[Stated goal]
Copy every one of the entries below word for word, leaving out the pictures.

[Material]
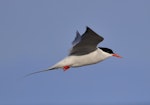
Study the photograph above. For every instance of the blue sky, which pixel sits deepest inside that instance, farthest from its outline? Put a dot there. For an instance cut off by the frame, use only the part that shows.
(35, 34)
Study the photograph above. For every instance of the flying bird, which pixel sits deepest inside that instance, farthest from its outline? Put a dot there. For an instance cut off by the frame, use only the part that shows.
(84, 52)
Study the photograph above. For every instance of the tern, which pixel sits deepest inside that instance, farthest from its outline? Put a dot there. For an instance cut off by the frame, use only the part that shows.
(84, 52)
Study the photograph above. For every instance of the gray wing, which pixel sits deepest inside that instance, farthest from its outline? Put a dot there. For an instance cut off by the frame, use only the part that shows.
(88, 43)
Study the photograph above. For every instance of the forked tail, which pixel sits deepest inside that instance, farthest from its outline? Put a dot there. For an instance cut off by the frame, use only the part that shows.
(39, 72)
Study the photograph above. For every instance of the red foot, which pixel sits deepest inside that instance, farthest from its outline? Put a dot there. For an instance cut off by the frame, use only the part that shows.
(66, 68)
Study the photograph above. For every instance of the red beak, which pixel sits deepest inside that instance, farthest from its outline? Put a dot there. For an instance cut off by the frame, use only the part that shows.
(116, 55)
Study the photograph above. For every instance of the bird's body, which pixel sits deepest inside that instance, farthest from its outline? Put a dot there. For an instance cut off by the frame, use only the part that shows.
(84, 52)
(77, 60)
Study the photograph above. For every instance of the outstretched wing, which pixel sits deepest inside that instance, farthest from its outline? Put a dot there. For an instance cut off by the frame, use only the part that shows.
(88, 43)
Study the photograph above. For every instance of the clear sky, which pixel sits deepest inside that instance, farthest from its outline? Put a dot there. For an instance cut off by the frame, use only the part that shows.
(35, 34)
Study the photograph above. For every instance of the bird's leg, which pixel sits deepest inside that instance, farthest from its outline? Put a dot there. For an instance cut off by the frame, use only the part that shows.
(66, 68)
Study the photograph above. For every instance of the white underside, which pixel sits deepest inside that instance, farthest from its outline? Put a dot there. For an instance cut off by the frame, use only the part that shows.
(88, 59)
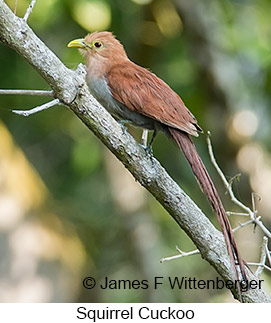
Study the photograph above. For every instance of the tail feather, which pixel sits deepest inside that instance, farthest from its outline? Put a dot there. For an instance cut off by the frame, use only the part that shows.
(187, 146)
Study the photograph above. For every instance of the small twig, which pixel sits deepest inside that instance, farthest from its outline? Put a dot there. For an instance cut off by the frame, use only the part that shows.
(262, 258)
(27, 92)
(182, 254)
(29, 10)
(144, 138)
(252, 213)
(268, 253)
(258, 264)
(15, 7)
(229, 213)
(241, 225)
(45, 106)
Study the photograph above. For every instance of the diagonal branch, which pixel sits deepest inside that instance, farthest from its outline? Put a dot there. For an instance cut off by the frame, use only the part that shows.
(42, 107)
(70, 88)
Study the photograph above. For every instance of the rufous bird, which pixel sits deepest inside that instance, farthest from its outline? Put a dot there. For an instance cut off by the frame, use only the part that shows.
(132, 93)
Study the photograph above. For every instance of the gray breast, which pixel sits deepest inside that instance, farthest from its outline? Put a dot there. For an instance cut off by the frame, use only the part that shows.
(101, 91)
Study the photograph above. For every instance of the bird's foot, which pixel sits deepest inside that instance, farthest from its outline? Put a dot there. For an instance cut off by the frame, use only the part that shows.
(148, 150)
(123, 124)
(80, 80)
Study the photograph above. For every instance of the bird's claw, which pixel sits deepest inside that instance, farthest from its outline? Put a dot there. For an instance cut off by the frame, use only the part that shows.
(148, 150)
(123, 124)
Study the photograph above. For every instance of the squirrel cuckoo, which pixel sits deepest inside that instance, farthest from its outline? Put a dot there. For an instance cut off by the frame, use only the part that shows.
(131, 92)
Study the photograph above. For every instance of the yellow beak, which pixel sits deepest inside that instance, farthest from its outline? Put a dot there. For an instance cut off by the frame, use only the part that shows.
(79, 43)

[Result of the task]
Study the photograph above. For every instance of the blue sky, which pixel sits deepest inside that instance, farthest from its outline? Put a dot there. For an instance cut off by the frame, use only the part that shows.
(35, 34)
Study the photograph above. For every instance of the flying bird, which pixel sits deepest inside that instance, farthest from its outline? Put a dot there. For an instance cut off by the frame, use only the part that shows.
(84, 52)
Study the photograph above. For every instance of the tern, which pixel sits deepest inside that instance, farthest from its outline? Put a dot there. For an instance cut off by the frame, use only the part that shows.
(84, 52)
Study the photograph above. For every instance of the gray wing, which pixel sits deepest inside that instance, farthest from its outline? Put a dot there. For an instance cut off by the frame, use only the part that shows.
(88, 43)
Study the photograph above. For every instance of the forked tail, which pixel sits deepest inside that instance, farthest from its outline? Put a dot there. For an instance cut off by the frame, use only the part that shows.
(39, 72)
Study the photograph above. For every instance of the red foot, which pixel sits deepest inside that instance, farthest from its outline? Put a dot there. For an instance cut off by the frame, use only the part that shows.
(66, 68)
Study the photograph above. For every instance of the red beak, which pixel sits deepest inside that instance, farthest from its outline? Put a dot there. For an instance cut off by the frame, use only the part that shows.
(116, 55)
Study the photograph above. For every instance of the bird's body, which pixel sits deepest inside that instance, farthest from its outline? Put a dot there. For an instance cut off by the frame, use only the part that shows.
(84, 52)
(77, 60)
Study the photograph above. For every instance of the outstretched wing, which pixel sits deepest inside that instance, farthest from its outline? Put a dot there. For an instance cut off by the frame, use only the part that shows.
(88, 43)
Study the photograph above. For every instance of the clear sky, which pixel sits deepest inside that instance, farthest from its outline? Put a dot there. For an instance cut off by the frame, use only the part that shows.
(35, 34)
Study the photograph above. For every instance of the bird's leg, which pixel sits deepest inside that instance, farthest from its outline? Put a dot there. For an instance cut off by the frame, use only the part that shows.
(66, 68)
Study the photograph above. For every instance of the white underside, which pixel sits deepest inside that instance, farthest from its outline? Put a dot there. For an instance cut off by the frame, use only the part that shows.
(88, 59)
Study the photograph above. For every instance of the tail feather, which pixel sits deepest inside that instance, farthest from its outline? Put a dot there. For an instance cut off by the frame, use only the part that shows.
(187, 146)
Study the photograph above. For every instance of the small twig, which pixel sits deepest inside that instance, farthest from its outline? Put a dot there. For an instance cut off by the frame, use only the part that shows.
(262, 258)
(27, 92)
(182, 254)
(29, 10)
(144, 138)
(252, 213)
(268, 253)
(258, 264)
(15, 7)
(229, 213)
(241, 225)
(45, 106)
Study the photograph above. For every instance of the diagonal branch, which pixel sits deepest inside that instance, farthest from its outline? Put a dot there. For an instance cut off by the frame, use only the part that shows.
(42, 107)
(70, 88)
Study the photograph above. For every instance of the rufous bird, which pixel sits deepest inside that instance, farthest from its outline? Put a dot there. For an instance cut off by the frame, use only the part that shows.
(132, 93)
Study the photograph above. For every instance of the gray breast, which pixel sits deepest inside that instance, farthest from its outline? Put a dot there. For an instance cut off by the frame, use only the part that shows.
(101, 91)
Study the photograph above. For every instance of the bird's foot, which pixel sits deepest inside that instance, farthest from its outline? Put a dot there. For an instance cut off by the frame, use only the part that shows.
(148, 150)
(123, 124)
(80, 80)
Study the photograph above. For every instance of the bird's claw, which pixel sits deepest inside that instance, farthest from its outline? Put a dot there. For an instance cut off by the frame, use only the part that shows.
(148, 150)
(123, 124)
Study the photograph above. For every instance of the squirrel cuckoo, which pixel sits deepest inside that instance, farthest from its outline? Put a dot there. For an instance cut off by the frame, use only the part that shows.
(131, 92)
Study the photograph above. For every instance of the yellow beak, which pixel sits deepest inside that instance, farthest from its outline? Put a dot there. For an instance cut off by the frame, use only the part that shows.
(79, 43)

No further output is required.